=== Begin Enclosure ===
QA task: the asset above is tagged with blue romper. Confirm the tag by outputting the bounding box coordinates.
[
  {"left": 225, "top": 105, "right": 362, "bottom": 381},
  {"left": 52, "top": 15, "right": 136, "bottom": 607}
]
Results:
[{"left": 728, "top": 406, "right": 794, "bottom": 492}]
=== End Enclosure ===
BRIEF:
Give the complete material back, word for word.

WRITTEN ANSWER:
QA task: the asset above is tagged with blue romper. Confirm the tag by outputting the bounding box coordinates.
[
  {"left": 225, "top": 105, "right": 362, "bottom": 381},
  {"left": 52, "top": 15, "right": 136, "bottom": 607}
]
Results:
[{"left": 728, "top": 406, "right": 794, "bottom": 492}]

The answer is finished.